# [Text]
------------------------------------------------------------------------
Herbst 1944. Der erste Zug mit Häftlingen trifft am 7. Oktober ein. Die Fahrt von Buchenwald dauert einen Tag, die von Auschwitz drei Tage. Das erste, was die jüdischen Häftlinge in Niederorschel erblicken, ist der Schriftzug am Reichsbahngebäude. In großen Buchstaben heißt es dort: „Räder müssen rollen für den Sieg, unnütze Reisen verlängern den Krieg“. In den Ohren der Gefangenen muss das zynisch klingen: Das Volk darf nicht mehr reisen, aber für den Transport von Menschen in Arbeits- und Vernichtungslager haben die Nazis genug Züge.

Der Satz wird nach dem Krieg übertüncht, Wolfgang Große lernt damals gerade lesen. Er erinnert sich daran, wie der Regen die Farbe abwäscht und er das Wort „Räder“ wieder entziffern kann. Später wird die Wand verputzt, und die Schrift verschwindet. Wolfgang Große ist Ortschronist von Niederorschel. Die Geschichte des Außenkommandos im Dorf beschäftigt ihn, seit die ersten Überlebenden herkamen, kurz nach der Wende, Anfang der Neunziger Jahre.
------------------------------------------------------------------------
# [Datenteil]
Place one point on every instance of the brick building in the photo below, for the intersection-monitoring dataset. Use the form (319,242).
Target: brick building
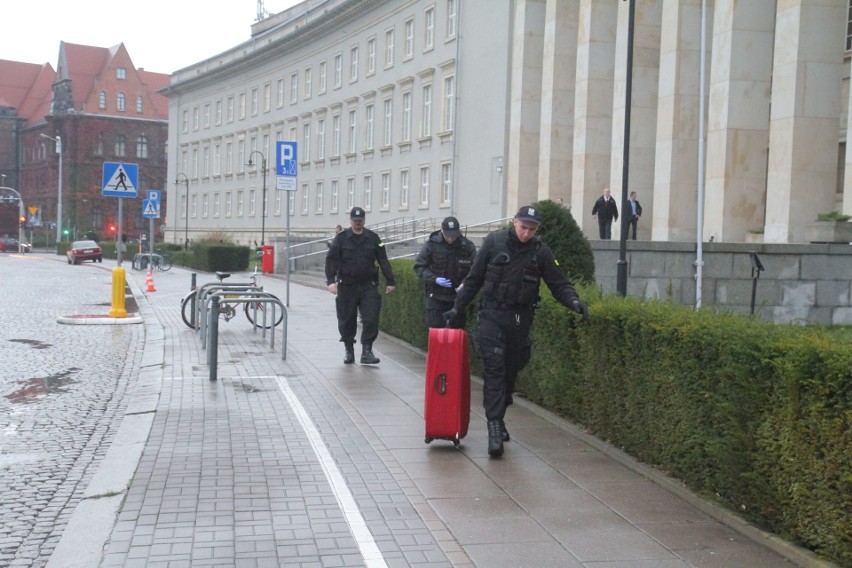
(103,109)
------------------------------------------------------------------------
# [Aufgabenstellung]
[A] An welchem Tag traf laut dem Text über Niederorschel der erste Zug mit Häftlingen ein?
[B] Setzen Sie den Text über Niederorschel im Anschluss an seinen letzten Satz fort.
Das Material wird zur Bearbeitung nicht benötigt.

# [Erwartete Antworten]
[A] Am 7. Oktober 1944.

[B]
Die Recherche wird mühsam. Im Archiv der Gemeinde kann er nichts finden. Was er findet, sind Artikel eines früheren Bürgermeisters. „Die Texte waren falsch“, sagt Große. „Aber das wusste ich damals noch nicht. Da hieß es zum Beispiel, es seien 375 Menschen grausam ermordet worden. Ich habe später herausgefunden: Es gab 19 Tote hier im Außenkommando Niederorschel.“

Wolfgang Große und Bürgermeister Hans Dannoritzer arbeiten die Geschichte des Lagers seit Jahren gemeinsam auf. Wir stehen im Nieselregen am Bahnhof. Die beiden erzählen abwechselnd. Sie lassen den anderen immer dann reden, wenn sie glauben, dass er einen bestimmten Aspekt besser kennt. Respektvoll, schonungslos und aufrichtig sprechen sie über die Vergangenheit.

Wolfgang Große über die Zwangsarbeit der Häftlinge in Niederorschel

„Wir haben immer wieder den Begriff des ‚guten KZ‘ gehört, weil hier nur 19 Menschen starben“, sagt Hans Dannoritzer. „Ich sage dazu: Es gab Auschwitz, es gab Buchenwald, und es gab Niederorschel. Das Außenkommando gehörte zum Krebsgeschwür des KZ-Systems. Es war eine Metastase. Und es darf kein Gras darüber wachsen.“

Es sind nur wenige Meter vom Bahnhof zum Lager und zur Fabrik. Die Wege sind kurz in Niederorschel. Die Häftlinge, die aus Auschwitz und Buchenwald eintreffen, schöpfen Hoffnung: Sie sehen keine Schlote, keine Krematorien.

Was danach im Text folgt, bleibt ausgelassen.